GOALS:
a – Answer these questions about the Ericsson–Apple post, giving one answer per line marked to match:
(i) Whom did Ericsson and Apple agree upon as their mediator?
(ii) What did the Optis dispute with Apple result in?
(iii) Which two patent offices' filing statistics were commented on the previous Friday?
b – List every jurisdiction outside the United States in which, according to the Ericsson–Apple post, the two companies will continue to litigate.
c – Reproduce the passage of the Ericsson–Apple post starting with "While Ericsson and" and going on through "Brazil, and Colombia).".

TEXT EXCERPT:

-- begin --

While Ericsson and Apple easily agreed upon David Folsom, former Chief Judge of the United States District Court for the Eastern District of Texas, as their mediator, the dispute isn't ripe for settlement. Retired Judge Folsom informed his successor Chief Judge Rodney Gilstrap, who is presiding over two Ericsson v. Apple cases, of the failure of efforts to reach an agreement (this post continues below the document):
22-06-07 EDTX Mediation Uns... by Florian Mueller
As a result, they will continue to litigate in three U.S. venues (E.D. Tex., USITC, and W.D. Tex., though the Western District cases have been stayed pending the ITC investigations involving the same patents) and at least four other jurisdictions (Germany, Netherlands, Brazil, and Colombia).
My most popular write-up in recent months has been my blog post of last Saturday on Qualcomm saying Apple coerced "low-ball agreements" with standard-essential patent (SEP) holders, and Qualcomm, Nokia, and Ericsson taking aim at Apple's SEP devaluation efforts (Qualcomm and Nokia through submissions to the European Commission in a policy-making context, and Ericsson by way of a motion to compel Apple to identify fact witnesses, with Apple appearing uneasy to answer questions about its SEP devaluation campaign as well as its highly controversial App Store policies and strategies). In that post I mentioned Apple's reputation for squeezing suppliers, with licensors technically also being suppliers (in a non-material sense, though patent licensing is a purchasing function form any corporation's perspective). There are signs that some of the companies who got squeezed in the past are not prepared to underprice their assets now, much less in light of how much Apple is paying Qualcomm, which has great patents but whose portfolio isn't stronger than Ericsson's.
At present, there's only one other major SEP infringement dispute involving Apple: the one brought by Optis, which resulted in a jury verdict in the hundreds of millions and the UK part of which is about to proceed to a FRAND trial in London. Others also find it hard to agree with Apple. There are industry rumors of Apple having narrowly avoided last year what would have been a major litigation campaign at a level with Ericsson's, but no renewals of Apple's soon-to-expire license agreements with Nokia and InterDigital are known. I predicted last August, in light of a major Ericsson win in the Fifth Circuit, that SEP royalties were set to rise. The trend reversal has occurred, and Apple can't stop it, but it obviously keeps trying to slow it down and minimize its impact.
Patent counts: not the perfect metric, yet more reliable than unempirical opinion pieces
On Friday I commented on certain patent filing statistics by the European Patent Office and the German Patent and Trademark Office. Huawei and Ericsson were ahead of everyone else in the digital communications category, and Apple not in the top 10 (unlike smartphone makers Samsung, OPPO, and Vivo). There is no legal obligation--though perhaps a moral one--for Apple as the company that makes far more money from smartphones than anyone else to contribute substantially to wireless standards, and not only with respect to handset-side functionality but also the technology that powers the (costly) infrastructure. But one legal obligation is beyond doubt: to pay fair, reasonable, and non-discriminatory royalties. Paying more to Qualcomm than to all other SEP holders combined is neither fair nor reasonable, and from the perspective of other SEP holders it's discriminatory (against them).

-- end --

ENTRIES PROVIDED:
-- begin --

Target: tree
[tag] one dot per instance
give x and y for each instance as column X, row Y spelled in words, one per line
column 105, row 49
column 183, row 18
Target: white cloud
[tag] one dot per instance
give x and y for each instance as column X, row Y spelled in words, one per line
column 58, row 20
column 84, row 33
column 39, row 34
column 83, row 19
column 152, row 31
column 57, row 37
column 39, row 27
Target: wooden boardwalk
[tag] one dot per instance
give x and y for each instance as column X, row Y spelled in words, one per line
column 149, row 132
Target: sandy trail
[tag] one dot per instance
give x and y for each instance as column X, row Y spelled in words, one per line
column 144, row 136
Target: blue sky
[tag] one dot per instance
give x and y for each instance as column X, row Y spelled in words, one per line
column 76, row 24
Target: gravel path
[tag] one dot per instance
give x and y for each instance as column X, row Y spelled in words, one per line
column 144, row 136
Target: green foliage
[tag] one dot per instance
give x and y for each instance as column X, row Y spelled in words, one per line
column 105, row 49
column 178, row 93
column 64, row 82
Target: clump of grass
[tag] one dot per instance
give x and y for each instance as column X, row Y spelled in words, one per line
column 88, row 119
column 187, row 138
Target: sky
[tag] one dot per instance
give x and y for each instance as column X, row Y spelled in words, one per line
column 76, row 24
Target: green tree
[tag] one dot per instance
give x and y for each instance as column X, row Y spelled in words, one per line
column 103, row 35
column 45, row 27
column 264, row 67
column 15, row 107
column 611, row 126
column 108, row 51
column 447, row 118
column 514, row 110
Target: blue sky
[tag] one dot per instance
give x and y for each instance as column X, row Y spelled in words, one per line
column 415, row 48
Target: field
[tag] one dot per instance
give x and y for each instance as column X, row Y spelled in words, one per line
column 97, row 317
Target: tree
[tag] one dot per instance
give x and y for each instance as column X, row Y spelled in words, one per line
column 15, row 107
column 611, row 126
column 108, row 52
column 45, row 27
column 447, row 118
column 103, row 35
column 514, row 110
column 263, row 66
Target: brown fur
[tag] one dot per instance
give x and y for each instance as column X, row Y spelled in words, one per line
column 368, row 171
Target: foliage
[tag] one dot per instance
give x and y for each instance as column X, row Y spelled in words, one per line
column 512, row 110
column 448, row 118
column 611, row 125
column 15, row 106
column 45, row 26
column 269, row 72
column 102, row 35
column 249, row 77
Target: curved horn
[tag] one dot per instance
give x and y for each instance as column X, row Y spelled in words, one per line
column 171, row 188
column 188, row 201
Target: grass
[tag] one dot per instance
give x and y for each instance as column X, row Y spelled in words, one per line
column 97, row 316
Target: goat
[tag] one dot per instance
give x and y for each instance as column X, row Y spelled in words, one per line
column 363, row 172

-- end --

EXERCISE RESULTS:
a –
(i) David Folsom, former Chief Judge of the United States District Court for the Eastern District of Texas.
(ii) A jury verdict in the hundreds of millions.
(iii) The European Patent Office and the German Patent and Trademark Office.

b – Germany, Netherlands, Brazil, Colombia

c –
While Ericsson and Apple easily agreed upon David Folsom, former Chief Judge of the United States District Court for the Eastern District of Texas, as their mediator, the dispute isn't ripe for settlement. Retired Judge Folsom informed his successor Chief Judge Rodney Gilstrap, who is presiding over two Ericsson v. Apple cases, of the failure of efforts to reach an agreement (this post continues below the document):
22-06-07 EDTX Mediation Uns... by Florian Mueller
As a result, they will continue to litigate in three U.S. venues (E.D. Tex., USITC, and W.D. Tex., though the Western District cases have been stayed pending the ITC investigations involving the same patents) and at least four other jurisdictions (Germany, Netherlands, Brazil, and Colombia).